What you should do
Wherever a line holds the word "find", copy that line from the data.

Data provided
<<<<

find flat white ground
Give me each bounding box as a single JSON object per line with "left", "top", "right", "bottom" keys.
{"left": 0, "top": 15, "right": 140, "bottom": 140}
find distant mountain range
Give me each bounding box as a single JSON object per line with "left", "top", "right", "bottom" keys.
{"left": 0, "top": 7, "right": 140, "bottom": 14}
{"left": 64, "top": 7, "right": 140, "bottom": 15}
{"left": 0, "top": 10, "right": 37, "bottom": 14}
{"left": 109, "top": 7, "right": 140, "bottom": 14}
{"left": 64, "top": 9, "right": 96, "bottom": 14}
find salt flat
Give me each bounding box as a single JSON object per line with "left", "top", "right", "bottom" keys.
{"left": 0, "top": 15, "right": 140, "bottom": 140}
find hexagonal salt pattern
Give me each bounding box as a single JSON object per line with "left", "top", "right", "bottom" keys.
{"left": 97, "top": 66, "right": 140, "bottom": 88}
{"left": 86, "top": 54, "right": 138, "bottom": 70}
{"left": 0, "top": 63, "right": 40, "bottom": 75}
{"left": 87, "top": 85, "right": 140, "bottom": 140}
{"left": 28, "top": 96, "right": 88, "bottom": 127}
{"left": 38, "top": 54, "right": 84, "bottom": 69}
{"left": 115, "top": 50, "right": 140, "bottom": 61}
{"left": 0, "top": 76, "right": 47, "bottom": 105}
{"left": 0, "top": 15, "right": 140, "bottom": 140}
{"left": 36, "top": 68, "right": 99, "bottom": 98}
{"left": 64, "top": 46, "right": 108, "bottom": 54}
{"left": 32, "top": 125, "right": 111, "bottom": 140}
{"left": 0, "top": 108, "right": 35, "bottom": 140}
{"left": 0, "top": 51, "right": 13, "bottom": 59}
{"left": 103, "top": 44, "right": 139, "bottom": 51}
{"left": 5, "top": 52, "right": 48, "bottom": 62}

>>>>

Finished task
find flat white ground
find distant mountain range
find salt flat
find hexagonal salt pattern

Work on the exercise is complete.